**What is expected**
Please gather every line in the items below that contains the word "person", and copy each of those lines out.

**Dataset rows**
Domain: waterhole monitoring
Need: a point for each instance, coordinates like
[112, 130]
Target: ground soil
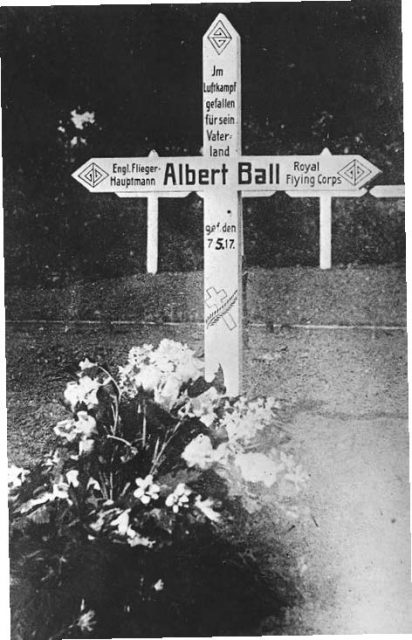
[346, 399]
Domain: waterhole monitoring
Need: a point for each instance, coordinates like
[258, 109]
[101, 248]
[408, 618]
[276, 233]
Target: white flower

--

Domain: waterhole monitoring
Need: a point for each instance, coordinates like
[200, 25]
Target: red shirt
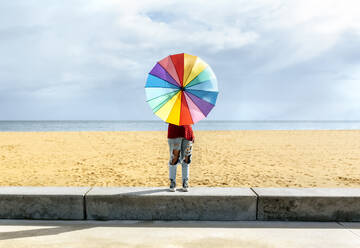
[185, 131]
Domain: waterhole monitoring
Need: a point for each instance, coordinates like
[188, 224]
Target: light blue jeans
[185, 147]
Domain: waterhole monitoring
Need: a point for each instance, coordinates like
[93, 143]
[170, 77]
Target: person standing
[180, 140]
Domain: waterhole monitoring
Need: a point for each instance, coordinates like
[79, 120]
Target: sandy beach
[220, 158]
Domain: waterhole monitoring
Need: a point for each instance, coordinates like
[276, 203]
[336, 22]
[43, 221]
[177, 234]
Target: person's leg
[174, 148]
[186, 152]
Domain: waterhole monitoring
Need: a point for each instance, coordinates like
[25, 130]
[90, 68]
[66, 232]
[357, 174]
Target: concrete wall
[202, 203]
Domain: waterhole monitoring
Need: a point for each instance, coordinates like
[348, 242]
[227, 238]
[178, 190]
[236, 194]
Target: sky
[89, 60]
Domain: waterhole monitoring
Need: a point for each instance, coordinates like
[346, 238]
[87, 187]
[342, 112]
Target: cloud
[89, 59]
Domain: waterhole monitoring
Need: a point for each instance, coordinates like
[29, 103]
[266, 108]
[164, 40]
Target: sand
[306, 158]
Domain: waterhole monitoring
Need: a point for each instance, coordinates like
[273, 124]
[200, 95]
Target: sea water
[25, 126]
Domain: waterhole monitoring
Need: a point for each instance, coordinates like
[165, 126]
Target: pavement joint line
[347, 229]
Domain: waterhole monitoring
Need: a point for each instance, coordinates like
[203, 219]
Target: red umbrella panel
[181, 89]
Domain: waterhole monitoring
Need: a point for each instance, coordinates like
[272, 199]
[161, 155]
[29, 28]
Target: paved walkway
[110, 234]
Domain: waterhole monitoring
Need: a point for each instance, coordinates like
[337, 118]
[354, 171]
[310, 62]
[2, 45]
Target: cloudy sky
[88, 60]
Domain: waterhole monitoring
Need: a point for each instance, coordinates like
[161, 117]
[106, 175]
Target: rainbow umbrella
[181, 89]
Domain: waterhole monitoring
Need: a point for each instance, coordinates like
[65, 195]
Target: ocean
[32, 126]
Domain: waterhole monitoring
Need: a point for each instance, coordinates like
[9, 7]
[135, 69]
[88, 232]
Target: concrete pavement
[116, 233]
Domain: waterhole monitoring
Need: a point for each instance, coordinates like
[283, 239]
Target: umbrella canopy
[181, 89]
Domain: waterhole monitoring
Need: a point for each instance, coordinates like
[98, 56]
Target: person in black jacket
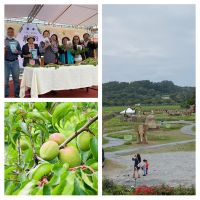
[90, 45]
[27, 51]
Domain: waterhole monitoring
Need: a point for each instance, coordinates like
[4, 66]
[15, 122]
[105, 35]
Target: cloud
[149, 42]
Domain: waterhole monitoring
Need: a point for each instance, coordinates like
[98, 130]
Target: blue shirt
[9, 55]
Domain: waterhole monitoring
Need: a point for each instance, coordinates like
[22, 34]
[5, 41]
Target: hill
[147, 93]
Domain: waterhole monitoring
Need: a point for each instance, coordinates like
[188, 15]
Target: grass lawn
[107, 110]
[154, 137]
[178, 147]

==

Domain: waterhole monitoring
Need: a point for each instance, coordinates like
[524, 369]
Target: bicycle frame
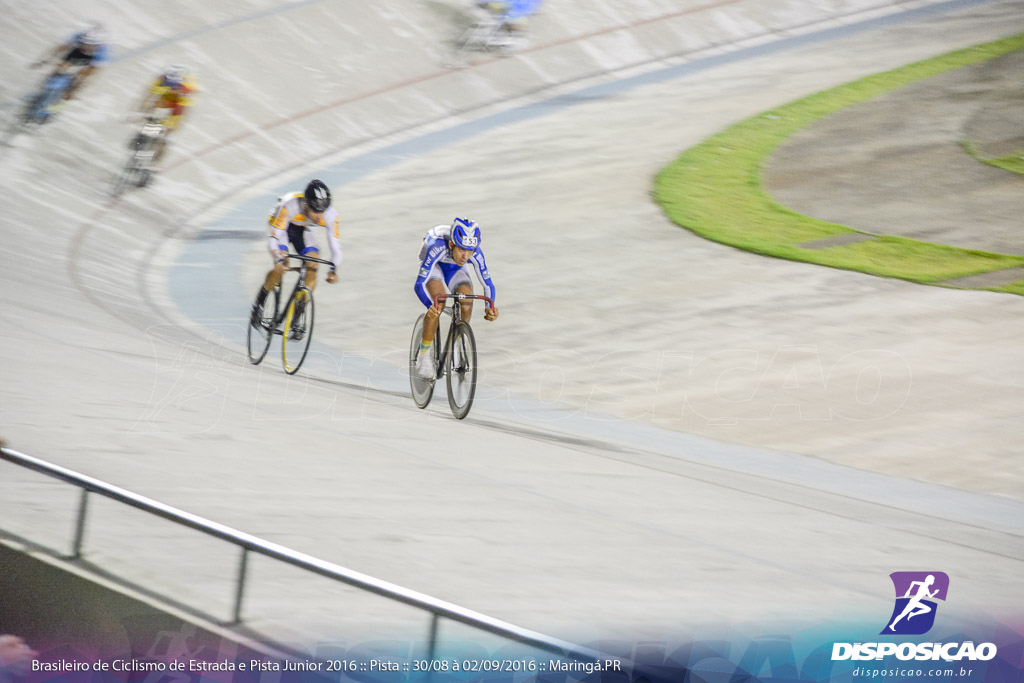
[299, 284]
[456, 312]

**Written solution**
Target: person standing
Target: person's leg
Target: person in black jacket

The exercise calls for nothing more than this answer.